Work task
Pictures are to be omitted; everything else in the data must be transcribed exactly.

Information provided
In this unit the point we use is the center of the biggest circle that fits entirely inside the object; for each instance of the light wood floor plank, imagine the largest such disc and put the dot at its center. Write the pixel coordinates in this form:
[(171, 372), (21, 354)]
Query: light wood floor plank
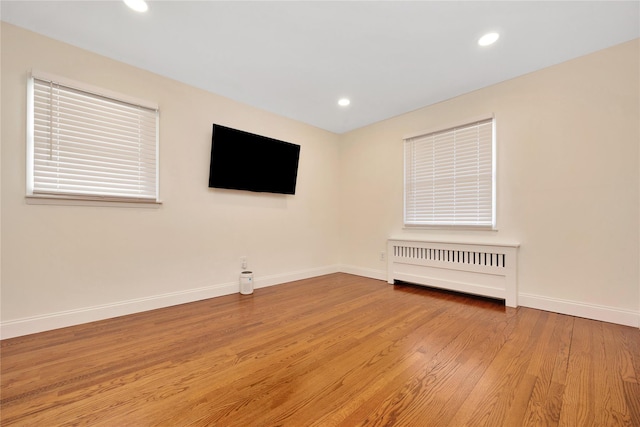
[(337, 350)]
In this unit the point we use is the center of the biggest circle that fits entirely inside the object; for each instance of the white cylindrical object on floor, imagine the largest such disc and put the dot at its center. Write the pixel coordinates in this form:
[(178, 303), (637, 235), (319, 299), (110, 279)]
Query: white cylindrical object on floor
[(246, 282)]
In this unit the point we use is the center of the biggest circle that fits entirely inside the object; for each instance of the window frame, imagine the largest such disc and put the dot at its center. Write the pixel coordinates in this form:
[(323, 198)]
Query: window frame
[(34, 196), (492, 226)]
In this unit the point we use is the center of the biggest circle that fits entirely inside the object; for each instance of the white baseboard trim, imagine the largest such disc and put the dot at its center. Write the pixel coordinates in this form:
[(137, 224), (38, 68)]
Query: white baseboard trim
[(63, 319), (578, 309), (364, 272)]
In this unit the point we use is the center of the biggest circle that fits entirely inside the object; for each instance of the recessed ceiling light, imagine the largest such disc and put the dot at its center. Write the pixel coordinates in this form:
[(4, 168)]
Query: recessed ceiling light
[(488, 39), (137, 5)]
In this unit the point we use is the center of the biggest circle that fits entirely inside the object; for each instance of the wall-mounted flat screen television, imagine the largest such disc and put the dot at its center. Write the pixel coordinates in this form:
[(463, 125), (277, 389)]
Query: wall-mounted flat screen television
[(245, 161)]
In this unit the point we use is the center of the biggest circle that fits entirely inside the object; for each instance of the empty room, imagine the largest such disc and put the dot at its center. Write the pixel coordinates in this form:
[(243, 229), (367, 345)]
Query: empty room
[(230, 213)]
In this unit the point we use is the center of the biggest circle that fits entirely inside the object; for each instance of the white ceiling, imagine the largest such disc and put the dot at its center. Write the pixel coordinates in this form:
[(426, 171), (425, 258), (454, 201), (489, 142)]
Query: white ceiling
[(297, 58)]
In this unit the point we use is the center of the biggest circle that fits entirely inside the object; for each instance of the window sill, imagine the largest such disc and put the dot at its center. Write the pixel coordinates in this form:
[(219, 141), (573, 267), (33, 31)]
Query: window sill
[(96, 202)]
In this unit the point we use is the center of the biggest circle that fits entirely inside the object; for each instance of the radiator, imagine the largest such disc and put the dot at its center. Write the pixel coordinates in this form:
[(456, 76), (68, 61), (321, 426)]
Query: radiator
[(489, 270)]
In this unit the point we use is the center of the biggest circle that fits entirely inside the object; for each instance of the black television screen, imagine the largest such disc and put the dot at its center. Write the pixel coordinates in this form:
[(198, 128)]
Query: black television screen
[(245, 161)]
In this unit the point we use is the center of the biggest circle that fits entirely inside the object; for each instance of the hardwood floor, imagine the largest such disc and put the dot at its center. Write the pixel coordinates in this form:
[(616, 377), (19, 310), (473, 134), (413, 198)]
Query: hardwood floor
[(334, 350)]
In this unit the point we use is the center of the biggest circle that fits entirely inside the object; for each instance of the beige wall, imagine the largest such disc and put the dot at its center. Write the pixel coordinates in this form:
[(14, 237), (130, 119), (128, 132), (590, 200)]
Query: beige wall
[(568, 191), (567, 179), (60, 258)]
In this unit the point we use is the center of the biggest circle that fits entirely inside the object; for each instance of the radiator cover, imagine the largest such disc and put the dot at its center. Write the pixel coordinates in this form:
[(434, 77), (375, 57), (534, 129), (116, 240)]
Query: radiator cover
[(486, 269)]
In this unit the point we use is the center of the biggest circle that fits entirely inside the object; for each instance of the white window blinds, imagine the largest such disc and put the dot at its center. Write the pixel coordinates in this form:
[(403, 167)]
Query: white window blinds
[(449, 177), (87, 145)]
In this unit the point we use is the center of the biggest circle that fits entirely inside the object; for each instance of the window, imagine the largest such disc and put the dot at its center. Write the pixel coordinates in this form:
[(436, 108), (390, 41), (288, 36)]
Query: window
[(89, 144), (449, 177)]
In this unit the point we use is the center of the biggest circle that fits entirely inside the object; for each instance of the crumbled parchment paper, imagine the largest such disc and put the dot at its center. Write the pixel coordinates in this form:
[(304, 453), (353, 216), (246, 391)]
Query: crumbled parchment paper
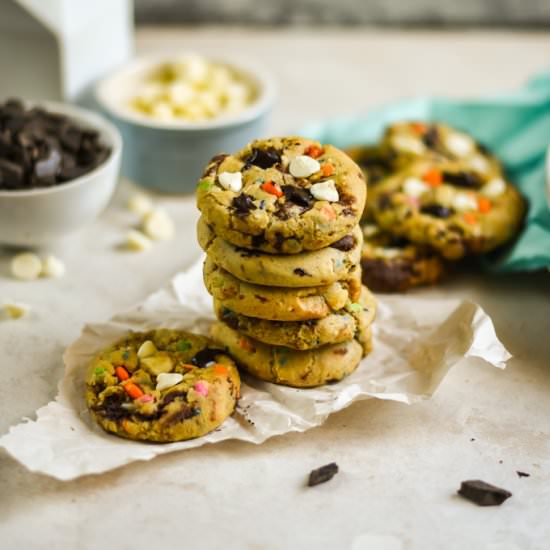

Task response
In this unit the point we use is the center of the biggest circle that fits entirely inside the object; for each instance of the light wood floor plank, imagine the largest such disc and put the dot at its center. Write the pixel coordinates in this form:
[(171, 372), (21, 354)]
Query: light wood floor plank
[(337, 350)]
In this unit the point we use is the center of the biggest circle that fits entirely inside the object; for each instance of the white cylindrical object on floor, imagine the largest such disc and put the dot at its center. Write the pixel coordinates in this form:
[(178, 303), (637, 235), (319, 299), (110, 279)]
Query: white cylindrical object on floor
[(246, 282)]
In this unit the point we use is the center of the biggest circle that fits entirely inside the object; for each instance of the window frame, imagine the largest such disc and put the dot at its center. Write the pixel coordinates in this form:
[(323, 198)]
Query: window frame
[(34, 196), (492, 226)]
In this unit the point we use is the center of the biggest circle that fits entirely inside the object; for each instance of the white baseboard trim, imagine the largest such disc and put the dot at its center. Write the pixel coordinates in this form:
[(137, 224), (38, 68)]
Query: white baseboard trim
[(63, 319), (578, 309), (364, 272)]
In this unit the point we use is the center of the biggest circle that fits entirely inside the object; for each instance of the recessed ceiling light, imagine the largest such disc and put the dot at its center. Write the pixel coordinates in this form:
[(4, 168)]
Query: recessed ceiling light
[(488, 39), (137, 5)]
In this unit the point we use is the center of the biggest circle that fits entirely inside the object; for each instance of the wall-mounted flat screen television, imagine the largest such disc and put the dot at its center. Write the pixel coordinates in this form:
[(463, 125), (277, 389)]
Query: wall-mounted flat screen television
[(245, 161)]
In this unit the point we use is the center of the biggest circle that fits entirely inside the object; for each instance of the empty room, imagine the largest such disc and put the dot at its center. Write the pixel coordinates in this form:
[(243, 229), (367, 345)]
Query: empty room
[(230, 213)]
In this unit the point we use is the center of the biggest circle that fits entirely inside the object; for each instance of the white ceiling, imagine the largest such disc and put the dot at its center. Write the pixel coordinates in this form:
[(426, 171), (425, 258), (454, 201), (489, 142)]
Query: white ceiling
[(297, 58)]
In this unit the point we use is the center of the biggest circle that fits entirely inside the object; for each instance of the window sill, imagine the largest such disc and put the dot at its center. Write the pixel coordinates in this form:
[(219, 141), (573, 267), (33, 31)]
Query: window sill
[(96, 202)]
In this unit the point we use is the center of the biggest circle that fits entirely inside the object; for each instance of the radiator, imagine the largest such disc and put the dot at its center. Write the pixel coordinates in this form:
[(456, 76), (68, 61), (321, 426)]
Query: radiator
[(489, 270)]
In this unit the point we use is the center of the biggest circle that fits entirely inside the object; for each instance of the black television screen, imagine the largest such disc and put the dot at its center. Write the pixel coordinates in this form:
[(198, 128)]
Query: black television screen
[(245, 161)]
In this unit the point we use is the center of the biggest circle that fits entirely inside the object; for each instance of the hardwood floor, imagine the largest such disc and put the dot at its center. Write the pixel coordinates in this form:
[(616, 377), (19, 310), (473, 134), (413, 198)]
Query: hardwood floor
[(334, 350)]
In this unit the point we use is the center of the biggest circle that fits entirely inside the object; for each instance of the beige wall, imagine the largest such disc and put the dot at its center. Write the pixel coordinates in this form:
[(14, 237), (130, 119), (128, 132), (590, 200)]
Query: beige wall
[(568, 191), (567, 179), (60, 258)]
In this unit the point we use is the center of the biggest circle that fits entirely inside the object; for each instance of the radiator cover, imagine the largest such disc and put the dot at its center. Write the pixel coordinates in this form:
[(434, 77), (375, 57), (534, 129), (116, 240)]
Query: radiator cover
[(486, 269)]
In this unit the point we use is the center of the biggest circle that fits entirely inside the object; for each instance of the white window blinds, imagine the largest such disc and put the dot at its center. Write the pixel coordinates in this form:
[(403, 167)]
Query: white window blinds
[(449, 177), (87, 145)]
In this unit the point we use is the center of the biggest circle that fits entirely inside the object; for each instance of the window, imagine the largest such disc and put the dot at its center. Write the pixel coordinates in this form:
[(436, 108), (390, 41), (288, 36)]
Query: window
[(89, 144), (449, 177)]
In this unit the point we use is the center of the biggest circle that fits entirely inside the object; for each instance of the crumbled parchment paper, imagine the largest such disc and put the dot at its center. Write the pixel coordinates in this form:
[(304, 453), (353, 216), (246, 391)]
Query: crumbled parchment paper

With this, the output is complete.